Stored data entries:
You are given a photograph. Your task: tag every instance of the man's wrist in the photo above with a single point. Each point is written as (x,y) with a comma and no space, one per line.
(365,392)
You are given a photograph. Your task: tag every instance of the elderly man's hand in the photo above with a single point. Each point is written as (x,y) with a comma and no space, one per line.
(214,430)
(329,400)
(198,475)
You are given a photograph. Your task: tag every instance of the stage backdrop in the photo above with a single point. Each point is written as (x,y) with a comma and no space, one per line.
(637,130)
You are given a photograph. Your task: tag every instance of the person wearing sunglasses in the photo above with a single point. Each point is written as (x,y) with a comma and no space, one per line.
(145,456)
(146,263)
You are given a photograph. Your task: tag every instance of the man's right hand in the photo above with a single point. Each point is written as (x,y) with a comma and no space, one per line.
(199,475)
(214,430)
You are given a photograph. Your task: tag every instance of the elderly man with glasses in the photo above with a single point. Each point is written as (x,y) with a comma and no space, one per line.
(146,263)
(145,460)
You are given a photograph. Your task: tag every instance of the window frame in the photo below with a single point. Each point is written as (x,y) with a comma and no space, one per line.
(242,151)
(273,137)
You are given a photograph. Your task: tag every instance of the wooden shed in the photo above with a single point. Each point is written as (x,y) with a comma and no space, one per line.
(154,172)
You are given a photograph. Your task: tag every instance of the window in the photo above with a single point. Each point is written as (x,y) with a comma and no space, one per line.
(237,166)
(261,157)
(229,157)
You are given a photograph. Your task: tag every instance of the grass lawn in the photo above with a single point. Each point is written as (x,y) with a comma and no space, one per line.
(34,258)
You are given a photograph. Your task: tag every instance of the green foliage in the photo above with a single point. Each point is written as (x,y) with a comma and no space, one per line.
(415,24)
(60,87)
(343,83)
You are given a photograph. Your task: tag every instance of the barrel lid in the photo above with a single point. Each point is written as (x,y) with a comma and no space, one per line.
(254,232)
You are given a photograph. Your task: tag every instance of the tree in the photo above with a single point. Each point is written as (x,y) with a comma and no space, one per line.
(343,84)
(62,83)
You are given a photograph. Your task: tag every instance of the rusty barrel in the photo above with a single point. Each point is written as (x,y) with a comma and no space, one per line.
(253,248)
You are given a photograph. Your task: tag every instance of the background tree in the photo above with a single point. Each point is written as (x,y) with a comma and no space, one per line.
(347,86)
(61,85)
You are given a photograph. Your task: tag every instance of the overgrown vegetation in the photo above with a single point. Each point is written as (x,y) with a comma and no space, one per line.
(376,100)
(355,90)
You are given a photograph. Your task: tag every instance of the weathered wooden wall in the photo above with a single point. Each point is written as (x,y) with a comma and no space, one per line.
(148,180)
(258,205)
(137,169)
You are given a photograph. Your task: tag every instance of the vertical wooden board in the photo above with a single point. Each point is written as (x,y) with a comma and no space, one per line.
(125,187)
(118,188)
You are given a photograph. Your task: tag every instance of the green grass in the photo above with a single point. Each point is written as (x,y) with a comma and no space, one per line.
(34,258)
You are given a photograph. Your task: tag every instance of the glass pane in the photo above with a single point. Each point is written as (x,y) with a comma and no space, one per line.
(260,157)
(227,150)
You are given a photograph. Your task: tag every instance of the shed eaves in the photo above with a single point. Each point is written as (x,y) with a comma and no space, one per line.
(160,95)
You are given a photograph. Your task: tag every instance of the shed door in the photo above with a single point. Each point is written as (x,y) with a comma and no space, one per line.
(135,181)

Exercise requirements -> Write out again, in full, every line from the line with "the shed eaves" through the last line, and shift each x and y coordinate in the answers by -19.

Task answer ->
You are given a photograph. Your task: tag every instance of the shed eaves in the photo above with a single point. Each point is written as (x,y) with a comma and no space, one per line.
(141,76)
You are given a photograph. Your task: tag every instance of the shed door in the photo above with a single point. Each point is written as (x,y) with a comma and no space, one per line.
(116,162)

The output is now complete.